:: STATED EXERCISE ::
From the items below, copy out word for word every line from the one containing "the girl's lips" through the one containing "pixel 543 339", including both, and nothing else.

:: RECORD EXTRACTS ::
• • • • • • •
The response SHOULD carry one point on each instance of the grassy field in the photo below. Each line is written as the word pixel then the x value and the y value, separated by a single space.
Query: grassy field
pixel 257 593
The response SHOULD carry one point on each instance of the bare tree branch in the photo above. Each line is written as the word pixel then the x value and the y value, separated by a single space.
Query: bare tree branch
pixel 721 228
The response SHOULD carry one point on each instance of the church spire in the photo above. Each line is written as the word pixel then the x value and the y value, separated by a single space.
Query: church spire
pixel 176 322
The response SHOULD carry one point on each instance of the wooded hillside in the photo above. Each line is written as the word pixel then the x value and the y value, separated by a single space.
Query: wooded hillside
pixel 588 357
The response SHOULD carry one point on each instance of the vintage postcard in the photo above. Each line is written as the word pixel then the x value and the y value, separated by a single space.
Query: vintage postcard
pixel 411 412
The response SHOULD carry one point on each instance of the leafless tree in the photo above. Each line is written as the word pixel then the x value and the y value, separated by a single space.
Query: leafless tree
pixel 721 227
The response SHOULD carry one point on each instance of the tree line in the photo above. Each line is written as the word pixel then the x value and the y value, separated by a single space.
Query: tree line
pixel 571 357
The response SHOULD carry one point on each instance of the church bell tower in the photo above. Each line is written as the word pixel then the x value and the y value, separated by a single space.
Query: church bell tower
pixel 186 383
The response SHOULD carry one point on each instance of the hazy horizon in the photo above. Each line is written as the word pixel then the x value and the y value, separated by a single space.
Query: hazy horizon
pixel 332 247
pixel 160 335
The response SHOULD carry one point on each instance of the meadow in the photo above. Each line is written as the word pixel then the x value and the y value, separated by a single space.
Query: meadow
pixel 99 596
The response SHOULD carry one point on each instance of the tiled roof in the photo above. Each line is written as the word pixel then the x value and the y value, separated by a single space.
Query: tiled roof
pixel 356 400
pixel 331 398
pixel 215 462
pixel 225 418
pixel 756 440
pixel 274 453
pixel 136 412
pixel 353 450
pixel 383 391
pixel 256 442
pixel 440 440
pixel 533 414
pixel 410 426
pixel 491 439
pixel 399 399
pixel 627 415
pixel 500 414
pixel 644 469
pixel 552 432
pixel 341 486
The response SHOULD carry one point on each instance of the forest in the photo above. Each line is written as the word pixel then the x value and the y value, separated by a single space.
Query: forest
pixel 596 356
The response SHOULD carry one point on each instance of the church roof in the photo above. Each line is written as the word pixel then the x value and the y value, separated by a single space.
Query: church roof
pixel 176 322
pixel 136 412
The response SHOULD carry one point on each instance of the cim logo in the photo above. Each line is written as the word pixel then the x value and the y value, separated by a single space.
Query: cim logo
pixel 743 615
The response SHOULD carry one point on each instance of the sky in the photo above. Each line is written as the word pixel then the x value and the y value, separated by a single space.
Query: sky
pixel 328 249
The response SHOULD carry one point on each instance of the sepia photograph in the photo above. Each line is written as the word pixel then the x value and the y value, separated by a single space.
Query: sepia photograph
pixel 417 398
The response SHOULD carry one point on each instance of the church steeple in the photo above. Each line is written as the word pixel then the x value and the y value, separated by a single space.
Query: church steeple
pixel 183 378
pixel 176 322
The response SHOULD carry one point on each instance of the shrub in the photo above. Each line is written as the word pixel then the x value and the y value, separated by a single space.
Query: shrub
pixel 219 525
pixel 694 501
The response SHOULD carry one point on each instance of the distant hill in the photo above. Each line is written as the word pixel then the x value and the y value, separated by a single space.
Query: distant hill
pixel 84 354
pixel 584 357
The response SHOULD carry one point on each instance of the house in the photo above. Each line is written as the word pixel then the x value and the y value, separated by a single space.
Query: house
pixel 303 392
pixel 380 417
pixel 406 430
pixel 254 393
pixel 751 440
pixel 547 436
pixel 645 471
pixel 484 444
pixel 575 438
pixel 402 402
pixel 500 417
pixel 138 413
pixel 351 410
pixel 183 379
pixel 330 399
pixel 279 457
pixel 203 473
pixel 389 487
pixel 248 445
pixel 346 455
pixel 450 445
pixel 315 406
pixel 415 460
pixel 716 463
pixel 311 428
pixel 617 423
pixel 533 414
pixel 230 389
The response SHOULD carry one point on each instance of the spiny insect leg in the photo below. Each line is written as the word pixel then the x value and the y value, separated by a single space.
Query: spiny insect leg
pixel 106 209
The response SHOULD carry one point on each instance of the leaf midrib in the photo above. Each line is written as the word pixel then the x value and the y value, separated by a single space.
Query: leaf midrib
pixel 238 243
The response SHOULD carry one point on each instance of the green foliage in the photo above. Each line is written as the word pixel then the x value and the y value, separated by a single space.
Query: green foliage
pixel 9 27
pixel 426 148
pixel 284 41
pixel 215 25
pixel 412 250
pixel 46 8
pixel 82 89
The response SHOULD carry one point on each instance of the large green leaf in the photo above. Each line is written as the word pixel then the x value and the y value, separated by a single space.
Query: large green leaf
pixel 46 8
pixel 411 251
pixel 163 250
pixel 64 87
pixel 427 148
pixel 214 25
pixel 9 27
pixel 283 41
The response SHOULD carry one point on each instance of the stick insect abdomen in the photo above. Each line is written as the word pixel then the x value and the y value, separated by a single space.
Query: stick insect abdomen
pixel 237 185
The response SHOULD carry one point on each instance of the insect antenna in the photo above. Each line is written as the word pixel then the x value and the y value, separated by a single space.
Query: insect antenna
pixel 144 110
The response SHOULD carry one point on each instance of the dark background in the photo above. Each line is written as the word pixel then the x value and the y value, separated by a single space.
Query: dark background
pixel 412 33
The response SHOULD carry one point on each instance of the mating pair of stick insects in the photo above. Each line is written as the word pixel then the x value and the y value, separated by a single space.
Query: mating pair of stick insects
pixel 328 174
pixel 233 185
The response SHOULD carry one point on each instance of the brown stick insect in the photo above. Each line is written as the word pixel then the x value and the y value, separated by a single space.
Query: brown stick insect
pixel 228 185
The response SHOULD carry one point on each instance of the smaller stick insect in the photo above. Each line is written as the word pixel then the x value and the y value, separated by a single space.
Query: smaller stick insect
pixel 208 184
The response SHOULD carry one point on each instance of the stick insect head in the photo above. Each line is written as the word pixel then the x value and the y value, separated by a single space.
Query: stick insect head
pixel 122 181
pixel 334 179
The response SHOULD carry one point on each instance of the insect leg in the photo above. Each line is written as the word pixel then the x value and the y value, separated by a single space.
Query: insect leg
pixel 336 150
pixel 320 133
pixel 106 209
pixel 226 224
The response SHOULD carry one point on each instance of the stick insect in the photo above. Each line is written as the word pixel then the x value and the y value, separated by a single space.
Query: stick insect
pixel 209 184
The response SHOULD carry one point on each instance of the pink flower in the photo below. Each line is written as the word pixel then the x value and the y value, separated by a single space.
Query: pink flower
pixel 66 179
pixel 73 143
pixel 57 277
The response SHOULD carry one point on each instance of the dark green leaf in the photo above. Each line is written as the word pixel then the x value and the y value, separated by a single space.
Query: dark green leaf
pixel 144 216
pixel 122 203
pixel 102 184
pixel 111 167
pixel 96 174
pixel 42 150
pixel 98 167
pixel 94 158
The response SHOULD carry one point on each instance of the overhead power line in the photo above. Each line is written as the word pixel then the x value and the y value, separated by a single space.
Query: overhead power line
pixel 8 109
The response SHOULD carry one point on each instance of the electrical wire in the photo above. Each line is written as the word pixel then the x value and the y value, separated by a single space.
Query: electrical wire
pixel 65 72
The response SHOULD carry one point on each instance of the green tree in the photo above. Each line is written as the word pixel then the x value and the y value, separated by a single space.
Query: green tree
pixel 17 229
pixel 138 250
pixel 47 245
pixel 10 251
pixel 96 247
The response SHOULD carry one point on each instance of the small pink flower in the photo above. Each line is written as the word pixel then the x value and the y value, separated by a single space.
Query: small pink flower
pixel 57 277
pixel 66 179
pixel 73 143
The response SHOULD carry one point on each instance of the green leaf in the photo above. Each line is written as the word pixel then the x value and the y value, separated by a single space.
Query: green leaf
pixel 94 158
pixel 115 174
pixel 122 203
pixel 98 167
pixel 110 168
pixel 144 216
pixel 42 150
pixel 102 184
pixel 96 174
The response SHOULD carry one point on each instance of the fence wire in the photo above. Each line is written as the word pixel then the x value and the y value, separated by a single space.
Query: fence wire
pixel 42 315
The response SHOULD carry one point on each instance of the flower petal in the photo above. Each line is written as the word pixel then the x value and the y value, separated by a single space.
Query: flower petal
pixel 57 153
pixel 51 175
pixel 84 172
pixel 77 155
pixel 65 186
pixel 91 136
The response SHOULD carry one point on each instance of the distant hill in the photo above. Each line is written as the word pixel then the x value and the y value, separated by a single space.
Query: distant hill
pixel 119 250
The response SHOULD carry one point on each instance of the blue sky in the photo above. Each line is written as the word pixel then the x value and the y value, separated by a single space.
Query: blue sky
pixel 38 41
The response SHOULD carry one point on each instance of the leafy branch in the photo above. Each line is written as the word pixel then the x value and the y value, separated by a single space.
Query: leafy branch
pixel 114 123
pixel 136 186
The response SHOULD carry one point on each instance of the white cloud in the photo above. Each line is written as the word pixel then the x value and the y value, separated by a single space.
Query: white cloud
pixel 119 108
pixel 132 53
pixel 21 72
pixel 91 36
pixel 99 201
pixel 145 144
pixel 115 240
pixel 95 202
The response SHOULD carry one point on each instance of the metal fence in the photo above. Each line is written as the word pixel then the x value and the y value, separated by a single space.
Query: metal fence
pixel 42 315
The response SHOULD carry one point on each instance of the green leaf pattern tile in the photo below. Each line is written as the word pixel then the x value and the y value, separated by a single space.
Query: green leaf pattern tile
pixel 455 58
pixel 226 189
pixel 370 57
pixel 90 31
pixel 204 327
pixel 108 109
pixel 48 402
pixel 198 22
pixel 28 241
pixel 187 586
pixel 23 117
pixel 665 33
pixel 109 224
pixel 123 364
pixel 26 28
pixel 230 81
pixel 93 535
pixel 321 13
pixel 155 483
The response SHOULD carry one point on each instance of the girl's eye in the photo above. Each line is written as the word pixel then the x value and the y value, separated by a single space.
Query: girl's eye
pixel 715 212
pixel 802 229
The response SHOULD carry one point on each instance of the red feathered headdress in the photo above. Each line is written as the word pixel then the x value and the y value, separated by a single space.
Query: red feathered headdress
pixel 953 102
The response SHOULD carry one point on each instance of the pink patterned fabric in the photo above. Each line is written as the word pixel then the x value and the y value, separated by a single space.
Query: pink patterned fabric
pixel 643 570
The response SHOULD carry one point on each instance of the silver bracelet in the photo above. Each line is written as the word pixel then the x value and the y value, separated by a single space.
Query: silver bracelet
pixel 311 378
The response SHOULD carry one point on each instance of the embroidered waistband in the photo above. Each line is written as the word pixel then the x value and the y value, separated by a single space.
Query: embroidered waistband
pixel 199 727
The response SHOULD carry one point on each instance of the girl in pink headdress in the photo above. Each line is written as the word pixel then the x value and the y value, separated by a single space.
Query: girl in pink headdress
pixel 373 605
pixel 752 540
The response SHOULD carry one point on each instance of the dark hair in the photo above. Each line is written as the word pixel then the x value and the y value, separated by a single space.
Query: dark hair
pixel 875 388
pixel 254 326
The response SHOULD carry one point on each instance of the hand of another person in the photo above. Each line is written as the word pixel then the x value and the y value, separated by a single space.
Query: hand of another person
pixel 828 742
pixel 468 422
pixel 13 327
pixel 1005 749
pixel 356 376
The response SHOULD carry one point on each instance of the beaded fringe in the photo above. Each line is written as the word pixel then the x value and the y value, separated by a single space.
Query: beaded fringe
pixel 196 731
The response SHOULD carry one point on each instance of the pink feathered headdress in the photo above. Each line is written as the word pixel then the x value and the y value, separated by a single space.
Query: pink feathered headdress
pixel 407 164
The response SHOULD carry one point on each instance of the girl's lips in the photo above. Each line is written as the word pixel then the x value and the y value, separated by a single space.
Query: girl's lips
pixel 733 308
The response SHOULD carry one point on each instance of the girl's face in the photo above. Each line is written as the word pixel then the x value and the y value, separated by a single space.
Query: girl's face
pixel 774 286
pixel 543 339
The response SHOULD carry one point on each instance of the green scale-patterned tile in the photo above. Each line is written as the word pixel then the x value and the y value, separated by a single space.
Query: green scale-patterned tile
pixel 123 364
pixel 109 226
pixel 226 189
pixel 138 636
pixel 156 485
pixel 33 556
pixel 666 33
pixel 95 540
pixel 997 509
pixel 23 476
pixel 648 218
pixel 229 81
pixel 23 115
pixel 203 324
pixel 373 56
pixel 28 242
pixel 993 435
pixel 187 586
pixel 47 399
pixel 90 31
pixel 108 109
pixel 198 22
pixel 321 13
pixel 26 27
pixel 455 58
• • • • • • •
:: OUTPUT ::
The response SHOULD carry one point on each instance of the girl's lips in the photo above. Each line is written as the word pixel then the x value and the y value, separated by a single space.
Query: girl's lips
pixel 733 308
The response SHOULD carry one point on each instance of the girl's face in the photo above. Each line is written as the word pixel then the x value and the y value, separated by a single space.
Query: girl's face
pixel 774 286
pixel 543 339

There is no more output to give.